Gather every line of the material below that contains the string "bride", and copy each such line in full.

-- begin RAW RECORDS --

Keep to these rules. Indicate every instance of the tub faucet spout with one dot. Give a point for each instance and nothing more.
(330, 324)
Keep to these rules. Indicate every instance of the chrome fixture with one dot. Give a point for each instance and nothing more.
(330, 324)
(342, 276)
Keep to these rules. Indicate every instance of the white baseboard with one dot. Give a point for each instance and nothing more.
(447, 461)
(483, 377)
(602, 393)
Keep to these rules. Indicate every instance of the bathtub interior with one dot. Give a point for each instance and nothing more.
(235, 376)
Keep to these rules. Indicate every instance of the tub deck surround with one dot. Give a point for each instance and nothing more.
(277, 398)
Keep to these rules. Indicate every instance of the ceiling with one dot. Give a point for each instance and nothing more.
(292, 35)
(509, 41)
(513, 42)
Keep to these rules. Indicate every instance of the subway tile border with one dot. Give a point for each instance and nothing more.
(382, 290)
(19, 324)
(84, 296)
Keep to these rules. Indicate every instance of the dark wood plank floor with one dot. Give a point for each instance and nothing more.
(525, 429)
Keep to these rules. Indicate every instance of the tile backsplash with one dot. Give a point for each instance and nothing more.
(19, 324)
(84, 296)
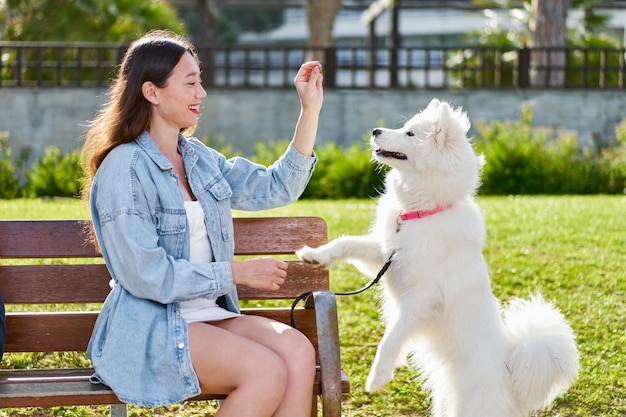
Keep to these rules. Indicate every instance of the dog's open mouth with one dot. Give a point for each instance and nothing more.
(389, 154)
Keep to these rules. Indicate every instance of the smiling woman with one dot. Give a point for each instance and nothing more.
(174, 277)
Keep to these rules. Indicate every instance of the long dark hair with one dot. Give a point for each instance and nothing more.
(126, 113)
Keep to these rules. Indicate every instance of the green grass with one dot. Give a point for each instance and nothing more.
(572, 249)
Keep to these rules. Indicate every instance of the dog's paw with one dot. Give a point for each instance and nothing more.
(377, 379)
(310, 256)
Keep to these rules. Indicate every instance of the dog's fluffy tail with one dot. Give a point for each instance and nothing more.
(543, 361)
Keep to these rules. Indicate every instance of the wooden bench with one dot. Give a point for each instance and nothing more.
(83, 279)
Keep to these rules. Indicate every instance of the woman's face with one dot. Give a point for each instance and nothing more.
(178, 103)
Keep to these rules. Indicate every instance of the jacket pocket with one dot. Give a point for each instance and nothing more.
(221, 193)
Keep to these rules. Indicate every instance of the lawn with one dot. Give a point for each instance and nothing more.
(571, 249)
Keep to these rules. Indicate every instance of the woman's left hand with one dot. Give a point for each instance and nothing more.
(308, 84)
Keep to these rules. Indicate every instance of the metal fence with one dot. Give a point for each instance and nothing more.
(48, 64)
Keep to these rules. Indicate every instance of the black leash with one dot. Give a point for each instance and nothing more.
(306, 295)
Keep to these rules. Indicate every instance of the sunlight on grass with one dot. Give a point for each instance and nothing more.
(571, 249)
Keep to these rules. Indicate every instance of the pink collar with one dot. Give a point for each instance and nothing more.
(412, 215)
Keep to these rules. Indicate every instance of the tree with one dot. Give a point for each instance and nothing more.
(547, 29)
(321, 17)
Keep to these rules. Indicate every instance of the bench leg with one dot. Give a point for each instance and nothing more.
(328, 347)
(119, 410)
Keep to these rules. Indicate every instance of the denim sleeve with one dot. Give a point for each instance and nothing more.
(138, 261)
(256, 187)
(3, 327)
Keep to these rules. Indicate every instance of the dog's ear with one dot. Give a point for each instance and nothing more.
(449, 125)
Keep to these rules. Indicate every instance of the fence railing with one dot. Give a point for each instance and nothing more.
(47, 64)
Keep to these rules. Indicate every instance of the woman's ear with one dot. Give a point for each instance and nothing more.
(150, 92)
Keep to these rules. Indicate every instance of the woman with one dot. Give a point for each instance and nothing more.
(160, 202)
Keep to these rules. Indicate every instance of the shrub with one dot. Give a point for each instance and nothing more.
(55, 174)
(339, 173)
(9, 183)
(524, 159)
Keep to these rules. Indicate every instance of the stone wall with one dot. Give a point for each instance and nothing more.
(36, 118)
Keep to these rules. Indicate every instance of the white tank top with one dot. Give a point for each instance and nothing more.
(200, 309)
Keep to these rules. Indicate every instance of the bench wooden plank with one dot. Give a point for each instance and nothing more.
(59, 387)
(70, 238)
(67, 284)
(79, 282)
(70, 331)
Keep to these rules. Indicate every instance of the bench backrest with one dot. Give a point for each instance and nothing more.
(82, 278)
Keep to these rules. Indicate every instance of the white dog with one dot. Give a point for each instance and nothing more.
(477, 359)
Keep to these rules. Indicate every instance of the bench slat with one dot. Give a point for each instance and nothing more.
(58, 387)
(58, 284)
(70, 331)
(70, 238)
(41, 282)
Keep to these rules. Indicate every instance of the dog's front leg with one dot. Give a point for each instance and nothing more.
(389, 356)
(363, 249)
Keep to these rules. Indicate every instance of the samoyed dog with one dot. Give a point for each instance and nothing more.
(477, 358)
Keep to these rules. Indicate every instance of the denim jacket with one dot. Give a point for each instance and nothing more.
(139, 346)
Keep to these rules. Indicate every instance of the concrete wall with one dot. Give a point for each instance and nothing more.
(36, 118)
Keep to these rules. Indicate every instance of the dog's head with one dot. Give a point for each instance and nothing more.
(432, 151)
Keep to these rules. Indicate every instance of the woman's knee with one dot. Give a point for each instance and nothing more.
(302, 356)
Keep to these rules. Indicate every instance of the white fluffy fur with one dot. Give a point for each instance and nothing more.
(478, 359)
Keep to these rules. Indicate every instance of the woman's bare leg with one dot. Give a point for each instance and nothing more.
(296, 352)
(253, 377)
(265, 367)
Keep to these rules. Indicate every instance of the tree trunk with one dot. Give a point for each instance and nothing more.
(547, 35)
(321, 17)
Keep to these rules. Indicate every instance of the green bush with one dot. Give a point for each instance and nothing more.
(55, 174)
(9, 183)
(339, 173)
(520, 159)
(524, 159)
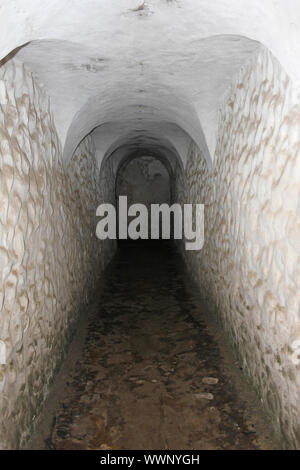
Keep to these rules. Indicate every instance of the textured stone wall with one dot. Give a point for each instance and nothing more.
(49, 255)
(249, 267)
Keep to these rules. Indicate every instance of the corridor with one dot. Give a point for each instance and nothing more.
(130, 119)
(152, 372)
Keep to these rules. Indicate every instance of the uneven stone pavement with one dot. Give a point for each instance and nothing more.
(148, 371)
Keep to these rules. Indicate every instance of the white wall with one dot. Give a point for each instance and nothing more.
(49, 255)
(248, 269)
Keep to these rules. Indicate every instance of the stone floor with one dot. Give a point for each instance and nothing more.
(147, 370)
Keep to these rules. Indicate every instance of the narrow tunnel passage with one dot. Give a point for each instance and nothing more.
(211, 91)
(150, 374)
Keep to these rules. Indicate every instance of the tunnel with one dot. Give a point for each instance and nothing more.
(144, 344)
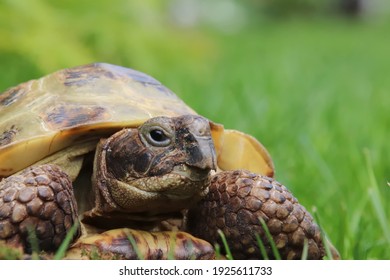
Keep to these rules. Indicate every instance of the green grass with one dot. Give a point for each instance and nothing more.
(317, 96)
(315, 92)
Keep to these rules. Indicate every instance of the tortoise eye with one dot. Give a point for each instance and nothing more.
(158, 138)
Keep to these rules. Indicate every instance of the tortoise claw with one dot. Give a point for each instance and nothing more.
(236, 204)
(136, 244)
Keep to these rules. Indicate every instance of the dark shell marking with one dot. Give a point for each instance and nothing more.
(80, 76)
(84, 75)
(12, 95)
(65, 116)
(8, 135)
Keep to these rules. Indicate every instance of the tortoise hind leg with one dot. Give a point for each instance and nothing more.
(235, 205)
(39, 199)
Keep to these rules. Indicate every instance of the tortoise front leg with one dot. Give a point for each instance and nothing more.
(40, 200)
(124, 243)
(235, 205)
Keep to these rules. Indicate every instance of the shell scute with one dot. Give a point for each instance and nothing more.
(13, 94)
(77, 104)
(65, 116)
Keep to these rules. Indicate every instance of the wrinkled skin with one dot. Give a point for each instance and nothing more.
(144, 177)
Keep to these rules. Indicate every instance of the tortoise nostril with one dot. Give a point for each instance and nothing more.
(158, 135)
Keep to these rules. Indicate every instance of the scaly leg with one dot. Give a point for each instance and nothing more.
(236, 203)
(39, 200)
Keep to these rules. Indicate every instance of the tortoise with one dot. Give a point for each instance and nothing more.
(111, 158)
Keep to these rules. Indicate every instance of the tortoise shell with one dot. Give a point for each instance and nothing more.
(43, 116)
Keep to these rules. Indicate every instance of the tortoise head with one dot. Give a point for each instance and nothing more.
(160, 167)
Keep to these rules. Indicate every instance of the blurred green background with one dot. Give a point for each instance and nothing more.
(308, 78)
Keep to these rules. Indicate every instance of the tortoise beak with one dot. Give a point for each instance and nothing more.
(195, 137)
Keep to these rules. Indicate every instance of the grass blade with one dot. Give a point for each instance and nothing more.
(229, 255)
(65, 244)
(325, 242)
(133, 243)
(375, 196)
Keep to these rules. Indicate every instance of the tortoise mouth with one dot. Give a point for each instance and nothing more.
(163, 194)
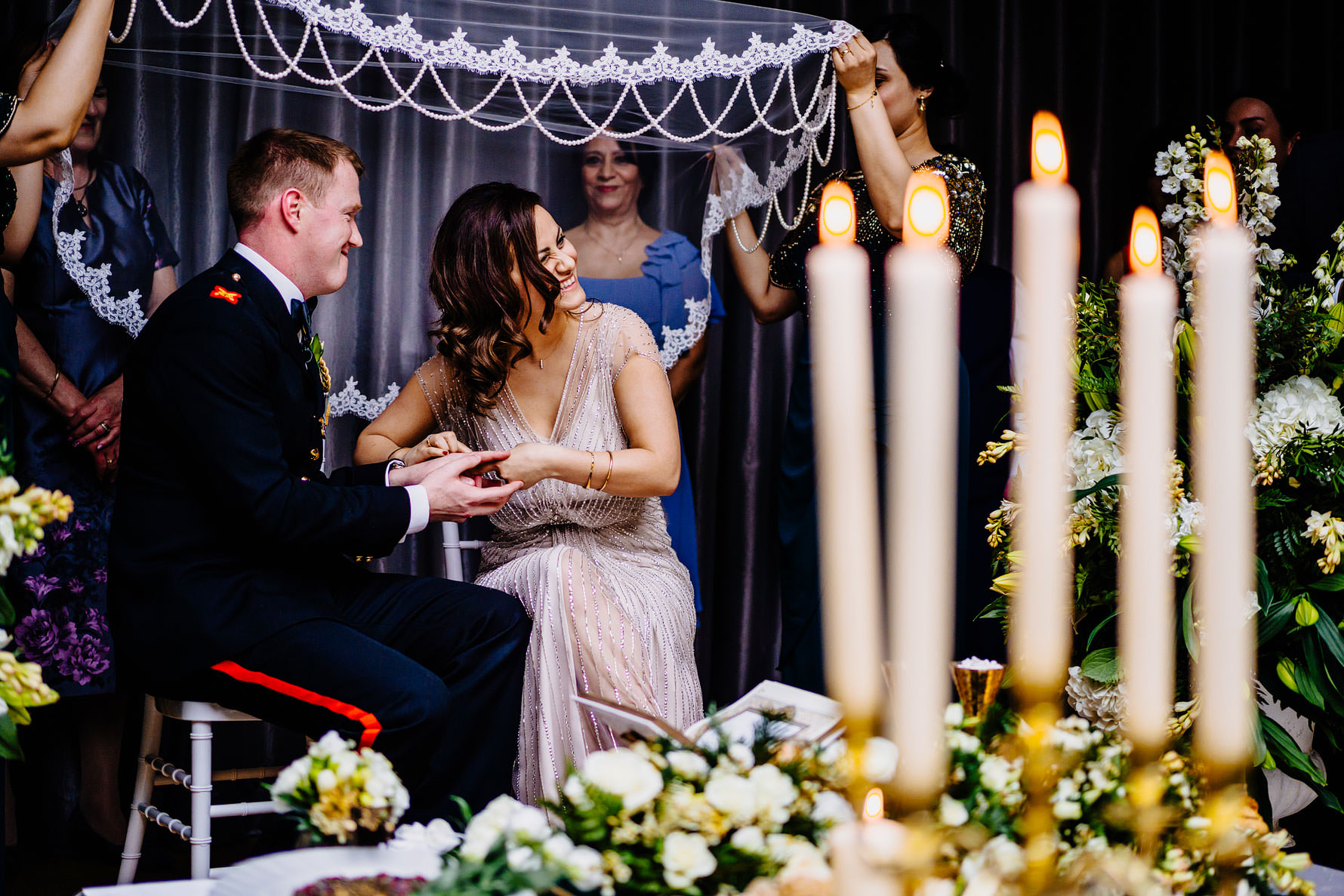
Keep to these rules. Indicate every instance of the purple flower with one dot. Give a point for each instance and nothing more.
(84, 657)
(42, 634)
(41, 586)
(91, 621)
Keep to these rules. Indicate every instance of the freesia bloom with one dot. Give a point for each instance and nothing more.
(686, 859)
(952, 811)
(625, 774)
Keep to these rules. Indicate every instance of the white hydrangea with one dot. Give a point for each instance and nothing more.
(952, 811)
(1301, 403)
(880, 759)
(623, 773)
(584, 868)
(997, 773)
(749, 840)
(775, 794)
(1187, 519)
(1094, 451)
(1101, 704)
(830, 806)
(437, 835)
(806, 861)
(732, 796)
(686, 859)
(690, 765)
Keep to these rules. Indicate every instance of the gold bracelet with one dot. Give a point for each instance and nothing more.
(611, 465)
(862, 101)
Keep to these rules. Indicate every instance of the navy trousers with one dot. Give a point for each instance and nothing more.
(427, 670)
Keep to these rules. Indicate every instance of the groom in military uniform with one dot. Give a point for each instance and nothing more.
(232, 579)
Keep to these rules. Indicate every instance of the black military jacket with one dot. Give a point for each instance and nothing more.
(225, 530)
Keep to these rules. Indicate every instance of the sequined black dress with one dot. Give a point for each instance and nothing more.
(8, 320)
(800, 654)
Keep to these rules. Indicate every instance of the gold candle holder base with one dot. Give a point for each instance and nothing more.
(977, 688)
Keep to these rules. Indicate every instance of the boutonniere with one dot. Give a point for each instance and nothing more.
(315, 351)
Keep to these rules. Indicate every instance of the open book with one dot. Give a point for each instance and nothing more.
(808, 716)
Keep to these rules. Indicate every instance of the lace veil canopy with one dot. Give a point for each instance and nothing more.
(455, 91)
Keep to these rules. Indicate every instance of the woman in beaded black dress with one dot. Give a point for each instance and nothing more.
(894, 79)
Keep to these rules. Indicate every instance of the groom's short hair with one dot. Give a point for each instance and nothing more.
(281, 159)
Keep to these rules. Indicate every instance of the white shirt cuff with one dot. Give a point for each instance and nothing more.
(420, 508)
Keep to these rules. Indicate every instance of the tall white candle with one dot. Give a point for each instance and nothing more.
(1046, 265)
(1222, 476)
(863, 851)
(922, 280)
(1148, 402)
(847, 465)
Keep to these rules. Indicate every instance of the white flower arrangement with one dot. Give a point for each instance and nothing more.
(342, 794)
(1182, 165)
(715, 817)
(1099, 703)
(1302, 405)
(979, 818)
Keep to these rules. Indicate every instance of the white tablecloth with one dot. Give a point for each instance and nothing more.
(159, 888)
(1330, 882)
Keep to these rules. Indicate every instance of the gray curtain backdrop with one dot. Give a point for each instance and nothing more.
(1116, 72)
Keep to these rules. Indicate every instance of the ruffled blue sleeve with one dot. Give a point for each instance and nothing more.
(690, 300)
(165, 254)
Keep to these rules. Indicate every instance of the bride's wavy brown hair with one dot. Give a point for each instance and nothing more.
(482, 312)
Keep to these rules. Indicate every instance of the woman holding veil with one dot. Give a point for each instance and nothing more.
(575, 391)
(894, 79)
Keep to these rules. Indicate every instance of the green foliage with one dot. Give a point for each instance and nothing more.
(1299, 589)
(1102, 665)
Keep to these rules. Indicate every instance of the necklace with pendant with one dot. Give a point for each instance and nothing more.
(79, 203)
(620, 256)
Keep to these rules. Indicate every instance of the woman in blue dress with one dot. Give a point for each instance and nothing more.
(67, 436)
(658, 276)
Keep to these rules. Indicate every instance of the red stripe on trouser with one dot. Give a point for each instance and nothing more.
(371, 725)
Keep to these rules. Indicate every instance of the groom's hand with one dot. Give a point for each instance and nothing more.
(452, 494)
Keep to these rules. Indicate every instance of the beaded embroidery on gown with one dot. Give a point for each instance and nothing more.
(612, 606)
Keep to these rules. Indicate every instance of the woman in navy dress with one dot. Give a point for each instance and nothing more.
(66, 437)
(658, 276)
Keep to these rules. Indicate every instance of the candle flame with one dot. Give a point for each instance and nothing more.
(1049, 160)
(1219, 189)
(926, 210)
(874, 805)
(1145, 242)
(837, 218)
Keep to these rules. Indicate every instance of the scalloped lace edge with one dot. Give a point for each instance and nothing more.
(458, 53)
(678, 341)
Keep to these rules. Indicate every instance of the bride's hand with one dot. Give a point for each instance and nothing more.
(727, 165)
(527, 461)
(434, 445)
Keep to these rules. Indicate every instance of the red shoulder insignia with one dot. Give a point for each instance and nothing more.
(220, 292)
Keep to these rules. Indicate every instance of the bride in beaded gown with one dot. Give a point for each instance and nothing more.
(585, 546)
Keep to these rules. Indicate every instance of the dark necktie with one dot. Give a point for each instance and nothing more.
(303, 320)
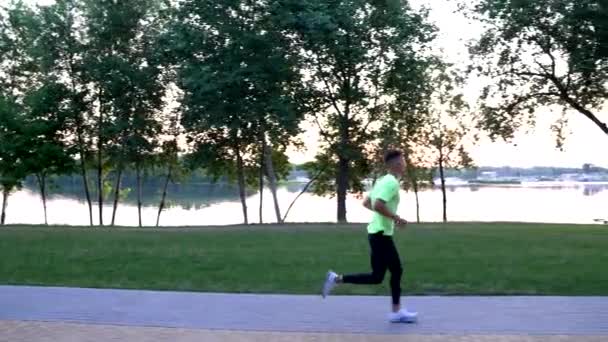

-- end RAW RECORDS --

• SOLUTION TO THE PROBLEM:
Keep to these rules. Indicate every instance of the bride's wavy brown hair with one dot. Give a point for each instance and nothing more.
Keep to these rules. Indicate every instance of the bride's hand with one dot. Give a point for each instance and nothing more.
Keep to these rules. Indicate every instance of the bride in beaded gown with one dot. Give a point for each instance and nothing more.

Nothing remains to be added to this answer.